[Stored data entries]
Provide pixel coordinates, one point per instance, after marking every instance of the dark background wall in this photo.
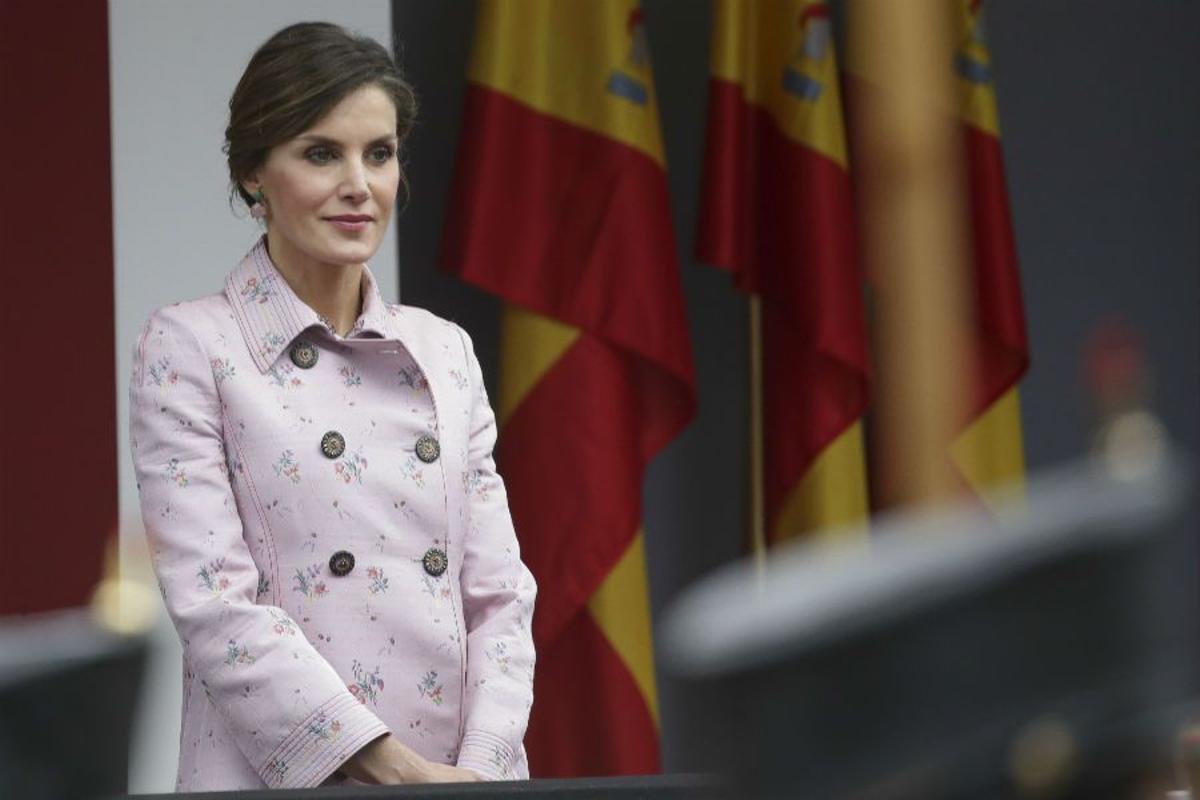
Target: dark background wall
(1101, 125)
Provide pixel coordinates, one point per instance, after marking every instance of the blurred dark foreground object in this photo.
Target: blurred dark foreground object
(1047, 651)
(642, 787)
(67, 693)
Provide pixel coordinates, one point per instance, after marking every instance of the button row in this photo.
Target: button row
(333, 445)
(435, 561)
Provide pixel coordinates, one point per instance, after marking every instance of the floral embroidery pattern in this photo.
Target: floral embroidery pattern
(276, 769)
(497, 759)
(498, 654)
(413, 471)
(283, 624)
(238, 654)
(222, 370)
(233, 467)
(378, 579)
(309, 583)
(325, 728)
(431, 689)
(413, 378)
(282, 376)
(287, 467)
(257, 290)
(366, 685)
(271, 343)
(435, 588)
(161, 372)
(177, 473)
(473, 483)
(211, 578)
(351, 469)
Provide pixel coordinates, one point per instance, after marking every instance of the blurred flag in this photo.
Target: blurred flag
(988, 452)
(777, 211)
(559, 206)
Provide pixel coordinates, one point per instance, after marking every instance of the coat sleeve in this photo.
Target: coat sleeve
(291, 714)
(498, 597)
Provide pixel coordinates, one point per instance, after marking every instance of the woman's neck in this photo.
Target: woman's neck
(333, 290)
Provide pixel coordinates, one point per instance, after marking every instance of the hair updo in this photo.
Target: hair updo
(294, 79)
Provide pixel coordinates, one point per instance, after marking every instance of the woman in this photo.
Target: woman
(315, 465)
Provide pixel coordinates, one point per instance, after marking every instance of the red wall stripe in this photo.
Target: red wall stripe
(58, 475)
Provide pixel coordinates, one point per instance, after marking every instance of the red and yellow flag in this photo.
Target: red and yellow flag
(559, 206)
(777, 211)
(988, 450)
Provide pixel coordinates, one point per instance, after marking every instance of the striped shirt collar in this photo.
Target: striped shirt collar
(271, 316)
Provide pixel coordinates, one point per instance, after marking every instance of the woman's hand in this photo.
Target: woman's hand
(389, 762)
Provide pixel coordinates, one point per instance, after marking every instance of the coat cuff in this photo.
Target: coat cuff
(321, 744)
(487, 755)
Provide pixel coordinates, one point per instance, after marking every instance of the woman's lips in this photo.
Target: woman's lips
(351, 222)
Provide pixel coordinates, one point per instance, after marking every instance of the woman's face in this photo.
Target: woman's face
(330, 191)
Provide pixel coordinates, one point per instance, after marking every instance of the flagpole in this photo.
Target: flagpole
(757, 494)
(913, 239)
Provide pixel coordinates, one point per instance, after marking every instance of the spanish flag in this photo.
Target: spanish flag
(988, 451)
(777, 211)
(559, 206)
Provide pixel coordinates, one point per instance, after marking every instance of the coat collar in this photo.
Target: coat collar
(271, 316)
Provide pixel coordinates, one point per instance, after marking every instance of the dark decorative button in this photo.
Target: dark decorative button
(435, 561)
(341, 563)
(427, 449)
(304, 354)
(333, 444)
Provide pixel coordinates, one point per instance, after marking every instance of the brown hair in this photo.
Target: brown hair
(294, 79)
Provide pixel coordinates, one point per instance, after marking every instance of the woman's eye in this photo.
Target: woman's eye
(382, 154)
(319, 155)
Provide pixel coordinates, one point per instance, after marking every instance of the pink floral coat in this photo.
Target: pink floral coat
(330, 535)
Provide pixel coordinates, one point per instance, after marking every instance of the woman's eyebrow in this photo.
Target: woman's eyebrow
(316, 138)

* Description of the task
After locating the line with "button row in this photo." above, return that line and every later line through the one with "pattern in this photo.", word for word and with nothing else.

* Response to the task
Provide pixel coordinates, one point per instance, after marking every instance of the button row in this photo.
Target: button row
(333, 445)
(435, 561)
Provide pixel coordinates, one point per instance, after marking every instance of the floral embroidery pattern in this photo.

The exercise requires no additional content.